*** Data for processing ***

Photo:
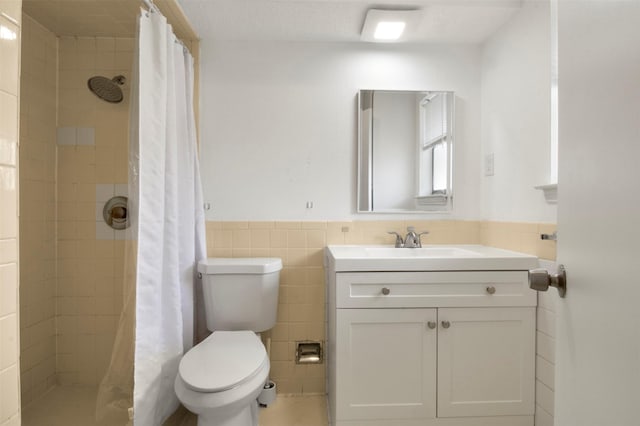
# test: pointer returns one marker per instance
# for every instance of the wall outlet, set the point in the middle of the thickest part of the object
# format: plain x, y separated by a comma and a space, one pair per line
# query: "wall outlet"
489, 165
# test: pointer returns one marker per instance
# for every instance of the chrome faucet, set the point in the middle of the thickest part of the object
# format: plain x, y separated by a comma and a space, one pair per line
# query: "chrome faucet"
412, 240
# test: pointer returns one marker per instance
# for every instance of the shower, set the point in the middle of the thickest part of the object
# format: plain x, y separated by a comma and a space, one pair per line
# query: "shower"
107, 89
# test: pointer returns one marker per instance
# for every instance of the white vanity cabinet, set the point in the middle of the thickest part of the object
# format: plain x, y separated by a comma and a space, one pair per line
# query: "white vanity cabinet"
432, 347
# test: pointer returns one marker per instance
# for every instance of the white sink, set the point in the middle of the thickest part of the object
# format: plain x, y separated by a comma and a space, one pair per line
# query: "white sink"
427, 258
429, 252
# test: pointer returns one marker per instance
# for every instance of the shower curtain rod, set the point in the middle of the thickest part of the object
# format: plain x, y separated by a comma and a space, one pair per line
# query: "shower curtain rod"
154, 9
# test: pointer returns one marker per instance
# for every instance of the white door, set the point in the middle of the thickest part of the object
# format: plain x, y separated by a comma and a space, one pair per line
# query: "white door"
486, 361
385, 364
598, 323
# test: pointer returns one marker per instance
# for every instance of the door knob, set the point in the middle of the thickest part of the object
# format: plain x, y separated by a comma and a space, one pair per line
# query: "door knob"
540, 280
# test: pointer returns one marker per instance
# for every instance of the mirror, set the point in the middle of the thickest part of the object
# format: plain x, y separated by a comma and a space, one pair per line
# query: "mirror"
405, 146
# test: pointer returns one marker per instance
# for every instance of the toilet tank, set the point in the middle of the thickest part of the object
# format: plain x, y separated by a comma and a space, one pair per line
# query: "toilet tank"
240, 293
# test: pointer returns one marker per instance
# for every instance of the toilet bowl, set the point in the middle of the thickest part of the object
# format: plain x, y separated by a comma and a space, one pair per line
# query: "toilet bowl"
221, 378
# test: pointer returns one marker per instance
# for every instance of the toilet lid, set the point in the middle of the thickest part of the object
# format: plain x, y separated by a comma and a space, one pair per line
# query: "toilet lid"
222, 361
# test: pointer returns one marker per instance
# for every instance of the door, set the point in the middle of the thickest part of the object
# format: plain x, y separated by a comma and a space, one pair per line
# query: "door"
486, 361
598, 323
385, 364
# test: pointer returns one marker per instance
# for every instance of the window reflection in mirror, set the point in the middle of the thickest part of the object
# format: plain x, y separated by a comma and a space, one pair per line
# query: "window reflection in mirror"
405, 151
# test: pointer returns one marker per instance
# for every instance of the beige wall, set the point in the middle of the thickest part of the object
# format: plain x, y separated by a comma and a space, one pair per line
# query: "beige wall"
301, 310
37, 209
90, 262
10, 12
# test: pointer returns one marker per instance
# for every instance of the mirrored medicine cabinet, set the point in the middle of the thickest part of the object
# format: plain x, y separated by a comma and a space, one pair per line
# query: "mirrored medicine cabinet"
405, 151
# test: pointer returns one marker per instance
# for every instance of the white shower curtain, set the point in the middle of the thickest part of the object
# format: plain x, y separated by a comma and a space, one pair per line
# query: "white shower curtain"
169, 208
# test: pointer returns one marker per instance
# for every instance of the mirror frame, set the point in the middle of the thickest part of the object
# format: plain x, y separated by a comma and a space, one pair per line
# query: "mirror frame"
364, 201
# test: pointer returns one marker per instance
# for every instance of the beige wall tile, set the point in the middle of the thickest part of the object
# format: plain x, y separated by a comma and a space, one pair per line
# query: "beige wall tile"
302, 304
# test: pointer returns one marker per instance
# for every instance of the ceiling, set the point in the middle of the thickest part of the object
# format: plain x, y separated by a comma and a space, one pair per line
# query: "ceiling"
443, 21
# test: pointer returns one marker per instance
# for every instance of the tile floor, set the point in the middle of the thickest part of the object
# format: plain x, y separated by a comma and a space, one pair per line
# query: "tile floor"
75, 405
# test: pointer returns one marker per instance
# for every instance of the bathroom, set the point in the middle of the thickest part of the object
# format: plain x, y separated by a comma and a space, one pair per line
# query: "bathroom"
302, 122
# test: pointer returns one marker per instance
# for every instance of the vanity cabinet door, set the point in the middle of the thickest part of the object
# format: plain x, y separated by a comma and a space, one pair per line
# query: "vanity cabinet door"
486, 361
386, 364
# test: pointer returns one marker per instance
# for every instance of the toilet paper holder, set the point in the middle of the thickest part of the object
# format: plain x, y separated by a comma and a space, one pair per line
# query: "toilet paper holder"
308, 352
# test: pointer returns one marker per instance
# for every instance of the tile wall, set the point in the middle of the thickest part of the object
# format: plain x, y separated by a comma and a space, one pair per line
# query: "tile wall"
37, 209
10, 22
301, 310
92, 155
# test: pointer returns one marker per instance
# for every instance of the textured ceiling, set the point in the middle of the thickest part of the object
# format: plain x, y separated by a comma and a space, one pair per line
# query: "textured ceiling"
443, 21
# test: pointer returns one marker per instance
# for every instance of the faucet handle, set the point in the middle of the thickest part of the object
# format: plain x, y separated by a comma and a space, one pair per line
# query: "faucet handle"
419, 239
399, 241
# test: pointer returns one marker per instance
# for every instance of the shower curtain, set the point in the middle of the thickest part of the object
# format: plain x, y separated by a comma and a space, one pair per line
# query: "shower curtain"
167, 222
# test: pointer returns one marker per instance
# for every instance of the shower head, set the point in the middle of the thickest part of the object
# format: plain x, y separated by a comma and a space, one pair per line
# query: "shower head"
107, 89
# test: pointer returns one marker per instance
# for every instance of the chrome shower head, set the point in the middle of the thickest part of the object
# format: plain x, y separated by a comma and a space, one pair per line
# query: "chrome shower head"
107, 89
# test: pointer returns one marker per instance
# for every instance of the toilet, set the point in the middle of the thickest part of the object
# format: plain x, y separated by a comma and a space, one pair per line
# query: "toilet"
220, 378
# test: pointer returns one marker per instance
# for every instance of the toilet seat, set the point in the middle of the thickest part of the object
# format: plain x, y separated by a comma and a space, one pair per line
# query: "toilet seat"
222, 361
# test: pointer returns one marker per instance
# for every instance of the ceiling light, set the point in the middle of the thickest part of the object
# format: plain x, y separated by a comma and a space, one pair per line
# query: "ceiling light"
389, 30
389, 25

***
*** Data for processing ***

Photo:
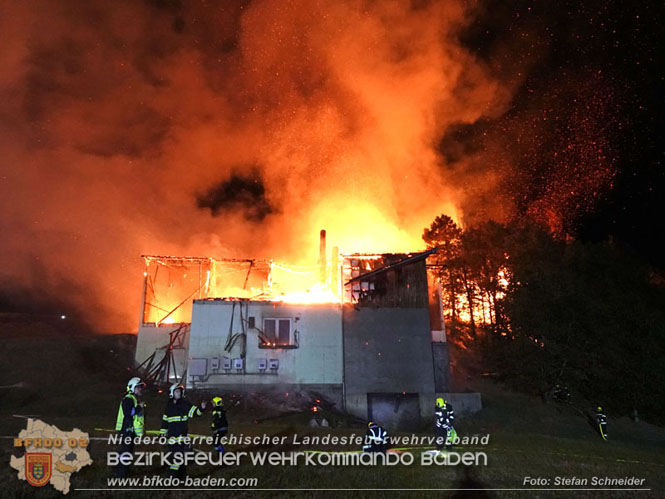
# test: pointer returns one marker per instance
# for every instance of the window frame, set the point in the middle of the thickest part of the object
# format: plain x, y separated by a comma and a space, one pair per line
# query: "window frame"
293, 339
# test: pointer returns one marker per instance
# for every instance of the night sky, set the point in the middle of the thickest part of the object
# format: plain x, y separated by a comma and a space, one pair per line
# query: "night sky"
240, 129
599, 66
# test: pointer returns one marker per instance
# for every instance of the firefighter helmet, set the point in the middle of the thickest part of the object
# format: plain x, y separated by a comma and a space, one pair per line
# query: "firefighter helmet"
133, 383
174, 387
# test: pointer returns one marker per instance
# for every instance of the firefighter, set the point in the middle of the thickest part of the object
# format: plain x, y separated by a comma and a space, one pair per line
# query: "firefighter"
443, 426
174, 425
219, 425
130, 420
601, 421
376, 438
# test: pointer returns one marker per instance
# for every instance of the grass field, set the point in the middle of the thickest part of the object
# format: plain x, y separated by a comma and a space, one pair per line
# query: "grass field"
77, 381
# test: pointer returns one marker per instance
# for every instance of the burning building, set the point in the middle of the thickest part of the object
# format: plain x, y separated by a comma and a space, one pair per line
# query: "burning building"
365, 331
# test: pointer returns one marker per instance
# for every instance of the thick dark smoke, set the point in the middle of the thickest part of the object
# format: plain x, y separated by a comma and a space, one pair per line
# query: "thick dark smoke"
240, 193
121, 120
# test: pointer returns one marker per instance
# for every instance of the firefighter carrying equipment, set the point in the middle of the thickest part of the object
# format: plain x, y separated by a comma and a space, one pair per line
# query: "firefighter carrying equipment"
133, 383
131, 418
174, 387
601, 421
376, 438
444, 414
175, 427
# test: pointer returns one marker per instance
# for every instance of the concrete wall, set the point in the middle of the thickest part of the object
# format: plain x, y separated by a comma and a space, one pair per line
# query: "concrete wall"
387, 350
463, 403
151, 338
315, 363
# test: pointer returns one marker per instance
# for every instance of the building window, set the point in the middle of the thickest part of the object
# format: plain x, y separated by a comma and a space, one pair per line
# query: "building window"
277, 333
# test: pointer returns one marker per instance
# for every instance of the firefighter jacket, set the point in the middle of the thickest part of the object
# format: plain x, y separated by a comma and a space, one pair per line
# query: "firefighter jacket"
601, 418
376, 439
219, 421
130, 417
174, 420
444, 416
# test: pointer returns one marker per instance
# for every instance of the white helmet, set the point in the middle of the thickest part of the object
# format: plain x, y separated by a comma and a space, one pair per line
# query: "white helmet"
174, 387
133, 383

***

What you will do
Show every line of the data above that contains the string "sink". Case counts, so a line qualifies only if its capitalization matches.

Result of this task
# for every instance of the white sink, set the point in the middle of the thickest part of the object
# query: "white sink"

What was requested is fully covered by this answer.